[To do]: Output the material below as a JSON array of strings, with one string for each line and blank lines omitted.

Region annotation entries:
▶

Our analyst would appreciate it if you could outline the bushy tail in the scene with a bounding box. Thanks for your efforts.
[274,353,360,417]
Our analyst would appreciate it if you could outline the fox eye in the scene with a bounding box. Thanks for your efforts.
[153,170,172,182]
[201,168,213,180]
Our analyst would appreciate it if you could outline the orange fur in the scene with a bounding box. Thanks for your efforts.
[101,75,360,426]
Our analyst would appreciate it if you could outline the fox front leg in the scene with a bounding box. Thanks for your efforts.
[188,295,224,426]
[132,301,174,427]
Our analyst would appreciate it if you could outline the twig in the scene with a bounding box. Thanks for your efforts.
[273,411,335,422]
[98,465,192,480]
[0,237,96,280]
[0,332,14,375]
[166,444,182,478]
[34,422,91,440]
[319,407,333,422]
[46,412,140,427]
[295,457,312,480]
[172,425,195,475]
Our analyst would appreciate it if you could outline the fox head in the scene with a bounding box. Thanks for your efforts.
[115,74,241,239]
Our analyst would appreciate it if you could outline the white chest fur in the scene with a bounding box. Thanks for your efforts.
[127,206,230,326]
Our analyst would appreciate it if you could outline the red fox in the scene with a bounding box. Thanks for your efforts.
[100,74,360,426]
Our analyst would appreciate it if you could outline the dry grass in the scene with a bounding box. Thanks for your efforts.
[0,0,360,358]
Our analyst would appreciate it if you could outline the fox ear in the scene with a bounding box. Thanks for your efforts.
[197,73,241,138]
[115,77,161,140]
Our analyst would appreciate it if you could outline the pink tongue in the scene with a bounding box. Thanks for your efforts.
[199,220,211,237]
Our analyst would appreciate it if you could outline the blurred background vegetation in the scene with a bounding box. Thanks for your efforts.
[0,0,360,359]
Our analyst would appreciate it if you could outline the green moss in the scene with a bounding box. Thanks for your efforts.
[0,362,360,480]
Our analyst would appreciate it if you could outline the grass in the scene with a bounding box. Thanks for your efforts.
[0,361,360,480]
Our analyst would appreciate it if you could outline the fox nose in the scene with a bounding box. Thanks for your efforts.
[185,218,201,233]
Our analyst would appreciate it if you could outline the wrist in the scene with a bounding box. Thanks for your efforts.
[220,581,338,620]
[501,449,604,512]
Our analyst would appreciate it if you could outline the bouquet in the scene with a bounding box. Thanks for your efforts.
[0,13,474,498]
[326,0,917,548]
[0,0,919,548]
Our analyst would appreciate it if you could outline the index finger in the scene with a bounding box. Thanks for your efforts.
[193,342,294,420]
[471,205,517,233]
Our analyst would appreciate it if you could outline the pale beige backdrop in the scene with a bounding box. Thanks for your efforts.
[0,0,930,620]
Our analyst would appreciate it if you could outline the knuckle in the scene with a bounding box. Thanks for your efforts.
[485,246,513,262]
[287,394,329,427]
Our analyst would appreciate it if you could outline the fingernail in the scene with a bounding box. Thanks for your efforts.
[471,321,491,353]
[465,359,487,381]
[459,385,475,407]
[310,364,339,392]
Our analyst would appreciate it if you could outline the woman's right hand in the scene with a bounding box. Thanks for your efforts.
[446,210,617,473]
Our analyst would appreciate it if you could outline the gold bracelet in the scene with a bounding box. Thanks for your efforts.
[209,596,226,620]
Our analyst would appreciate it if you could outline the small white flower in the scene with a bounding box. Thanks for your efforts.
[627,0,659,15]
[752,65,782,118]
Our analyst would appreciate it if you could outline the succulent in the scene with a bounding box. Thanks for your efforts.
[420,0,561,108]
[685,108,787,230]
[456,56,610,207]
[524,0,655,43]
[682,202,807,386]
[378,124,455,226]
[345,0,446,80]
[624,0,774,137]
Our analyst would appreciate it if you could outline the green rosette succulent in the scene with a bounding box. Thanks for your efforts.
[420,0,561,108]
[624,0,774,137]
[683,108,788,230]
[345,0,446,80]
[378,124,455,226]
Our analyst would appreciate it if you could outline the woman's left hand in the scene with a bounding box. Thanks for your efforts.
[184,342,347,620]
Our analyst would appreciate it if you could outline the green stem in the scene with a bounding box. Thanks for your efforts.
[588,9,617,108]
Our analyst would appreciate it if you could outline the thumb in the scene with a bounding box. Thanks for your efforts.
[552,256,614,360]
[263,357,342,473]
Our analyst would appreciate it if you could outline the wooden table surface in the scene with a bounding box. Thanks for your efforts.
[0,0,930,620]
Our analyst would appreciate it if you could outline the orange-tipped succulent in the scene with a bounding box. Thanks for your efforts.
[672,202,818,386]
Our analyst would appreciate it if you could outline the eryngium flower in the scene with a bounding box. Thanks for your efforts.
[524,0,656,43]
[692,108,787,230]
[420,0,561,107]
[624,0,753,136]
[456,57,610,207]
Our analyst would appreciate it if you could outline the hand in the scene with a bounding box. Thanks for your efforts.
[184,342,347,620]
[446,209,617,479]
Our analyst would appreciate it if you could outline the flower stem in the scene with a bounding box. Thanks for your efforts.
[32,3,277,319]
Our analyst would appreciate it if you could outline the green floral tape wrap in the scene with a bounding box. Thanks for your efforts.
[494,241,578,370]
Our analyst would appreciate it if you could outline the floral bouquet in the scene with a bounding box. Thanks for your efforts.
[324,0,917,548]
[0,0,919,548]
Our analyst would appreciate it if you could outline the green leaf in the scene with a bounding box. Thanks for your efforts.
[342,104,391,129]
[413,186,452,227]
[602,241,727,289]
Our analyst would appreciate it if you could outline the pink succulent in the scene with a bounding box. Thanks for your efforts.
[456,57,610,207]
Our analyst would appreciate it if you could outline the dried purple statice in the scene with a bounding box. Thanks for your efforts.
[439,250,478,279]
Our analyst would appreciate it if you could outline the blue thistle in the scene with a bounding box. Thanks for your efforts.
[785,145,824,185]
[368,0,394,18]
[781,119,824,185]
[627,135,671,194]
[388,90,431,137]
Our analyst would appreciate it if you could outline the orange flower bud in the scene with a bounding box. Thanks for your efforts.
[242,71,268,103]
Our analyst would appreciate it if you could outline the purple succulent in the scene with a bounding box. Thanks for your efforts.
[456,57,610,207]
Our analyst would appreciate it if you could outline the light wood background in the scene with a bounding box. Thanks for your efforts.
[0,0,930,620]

◀

[Worked solution]:
[
  "Our analyst would appreciate it if you could outline the bushy tail in the scene with a bounding box. Thanks for your efforts.",
  "[274,353,360,417]",
  "Our analyst would appreciate it if you could outline the fox eye in the scene with a bounding box. Thanks for your efforts.",
  "[153,170,172,182]",
  "[201,168,213,180]",
  "Our analyst would appreciate it if you could outline the orange fur in the scene with a bounding box. Thanks for your efforts.",
  "[101,75,360,426]",
  "Our analyst would appreciate it if you could outline the fox front leg in the scene with a bounding box. Thanks for your efforts.",
  "[188,295,224,426]",
  "[132,301,174,427]",
  "Our analyst would appreciate it if you could outline the twig in the scene with a bounding box. Thanks for your efforts.",
  "[273,411,335,422]",
  "[98,465,192,480]",
  "[0,237,96,280]",
  "[0,332,14,375]",
  "[166,444,182,478]",
  "[34,422,91,440]",
  "[319,407,333,422]",
  "[46,412,140,427]",
  "[295,457,312,480]",
  "[172,425,195,475]",
  "Our analyst would appreciate it if you could outline the fox head in the scene with a bounding box. Thanks for your efforts.",
  "[115,74,241,239]",
  "Our analyst would appreciate it if you could outline the white chest fur in the scene with a bounding box. Thanks for your efforts.",
  "[127,206,230,326]",
  "Our analyst would appreciate it if you could outline the red fox in the scene with a bounding box. Thanks for your efforts.",
  "[100,74,360,426]",
  "Our analyst would appreciate it if you could outline the dry grass in the scene with a bounding box. Thanks for your efforts.",
  "[0,0,360,358]",
  "Our analyst would appreciate it if you could outline the fox ear in the scene with a bounding box. Thanks for your efforts.",
  "[197,73,241,138]",
  "[115,77,161,140]",
  "Our analyst would appreciate it if you could outline the pink tongue in the scene with a bounding box. Thanks for your efforts.",
  "[199,220,211,237]",
  "Our analyst would appreciate it if you could outline the blurred background vegetation in the scene with a bounding box. Thanks for your efforts.",
  "[0,0,360,359]",
  "Our analyst would appreciate it if you could outline the green moss in the scene with a bounding box. Thanks for your efforts.",
  "[0,362,360,480]",
  "Our analyst would appreciate it if you could outline the grass in the scene with a bounding box. Thanks for your efforts.",
  "[0,361,360,480]",
  "Our analyst would appreciate it if you could outline the fox nose in the scene with a bounding box. Thanks for your efforts.",
  "[185,218,201,233]",
  "Our analyst would appreciate it if you could outline the wrist in the scene with a bounding box. Thanks for your efforts.",
  "[220,581,338,620]",
  "[501,449,604,512]",
  "Our analyst would appreciate it if you could outline the bouquet in the scene with a bounding box. Thanks for your efforts.",
  "[0,13,474,498]",
  "[326,0,917,548]",
  "[0,0,919,548]",
  "Our analyst would appreciate it if you could outline the index finger in the scene with a bounding box. Thanks for your efforts.",
  "[193,342,294,420]",
  "[471,205,517,233]",
  "Our analyst would appreciate it if you could outline the pale beige backdrop in the scene with a bounding box. Thanks for your efforts.",
  "[0,0,930,620]",
  "Our analyst would appreciate it if you could outline the knuckle in the scene with a bounding box. Thanks for your efforts.",
  "[485,246,513,262]",
  "[287,394,329,427]",
  "Our analyst would appreciate it if you could outline the fingernail in the scene with a bounding box. Thanks for your efforts.",
  "[471,321,491,353]",
  "[465,359,487,381]",
  "[459,385,475,407]",
  "[310,364,339,392]",
  "Our analyst would appreciate it if you could outline the woman's right hand in the scene with a bounding box. Thanks for your efforts.",
  "[446,210,617,473]",
  "Our analyst would appreciate it if you could outline the gold bracelet in the scene with a bounding box. Thanks for your efforts.",
  "[209,596,226,620]",
  "Our analyst would appreciate it if you could outline the small white flower in the scene with a bounding box. Thanks for your efforts.",
  "[627,0,659,15]",
  "[752,65,782,118]",
  "Our analyst would appreciate it if you could outline the succulent in the scene with a bounding box. Thanks for your efforts.",
  "[420,0,561,108]",
  "[685,108,787,230]",
  "[456,56,610,207]",
  "[524,0,655,43]",
  "[682,202,807,386]",
  "[378,124,455,226]",
  "[345,0,446,80]",
  "[624,0,774,137]",
  "Our analyst would appreciate it if you could outline the green rosette succulent in the scene with a bounding box. Thanks for your efforts.",
  "[420,0,561,108]",
  "[624,0,774,137]",
  "[683,108,788,230]",
  "[345,0,446,80]",
  "[378,124,455,226]",
  "Our analyst would appreciate it if you could outline the woman's left hand in the scene with a bounding box. Thanks for your efforts.",
  "[184,342,347,620]",
  "Our analyst would appreciate it if you could outline the green stem in the scene with a bounding box. Thanks for your efforts.",
  "[588,9,617,108]",
  "Our analyst would appreciate it if you could outline the thumb in the scene with a bounding box. Thanks for your efforts.",
  "[552,256,614,360]",
  "[263,357,342,473]",
  "Our analyst would appreciate it if you could outline the wooden table surface in the scene with a bounding box. Thanks for your efforts.",
  "[0,0,930,620]",
  "Our analyst would appreciate it if you could outline the orange-tipped succulent in the scene with a bounding box. Thanks for your efforts.",
  "[672,202,818,386]",
  "Our analyst would appreciate it if you could outline the eryngium flower in the scene with a bounding box. Thanks for your efforts.",
  "[524,0,656,43]",
  "[692,108,787,230]",
  "[420,0,561,107]",
  "[624,0,753,136]",
  "[456,57,610,207]",
  "Our analyst would appreciate it if you could outline the hand in the scene with a bounding box. Thanks for your efforts.",
  "[184,342,347,620]",
  "[446,209,617,479]",
  "Our analyst would appreciate it if you could outline the flower stem in the scene with a bounding box. Thanks for your efforts.",
  "[32,3,277,319]",
  "Our analyst would appreciate it if you could outline the green floral tape wrap in the scene with a bounding box. Thanks for your efforts.",
  "[494,241,578,370]",
  "Our analyst would appreciate it if you could outline the floral bouquet in the scene with a bounding box. Thanks for your efforts.",
  "[324,0,917,548]",
  "[0,0,919,548]",
  "Our analyst would appreciate it if you could outline the green leaf in the scene with a bounding box. Thanks for your efforts.",
  "[342,104,391,129]",
  "[413,186,452,227]",
  "[602,241,727,289]",
  "Our analyst would appreciate it if you could outline the pink succulent in the scene with a bounding box. Thanks for your efforts.",
  "[456,57,610,207]",
  "Our analyst would appreciate it if you could outline the dried purple statice in the scene with a bounding box. Thanks for your efforts.",
  "[439,250,478,279]",
  "Our analyst would appreciate it if you could outline the blue thistle in the scene with a bounding box. Thanks for your efforts.",
  "[785,145,824,185]",
  "[368,0,394,18]",
  "[781,119,824,185]",
  "[627,135,671,194]",
  "[388,90,431,137]",
  "Our analyst would appreciate it if you could outline the orange flower bud in the scene with a bounding box. Thanks for your efforts.",
  "[242,71,268,103]",
  "Our analyst would appreciate it if you could outline the purple succulent in the scene with a bounding box. Thanks for your efforts.",
  "[456,57,610,207]",
  "Our analyst would appreciate it if you could outline the light wood background in the scene with a bounding box. Thanks for your efforts.",
  "[0,0,930,620]"
]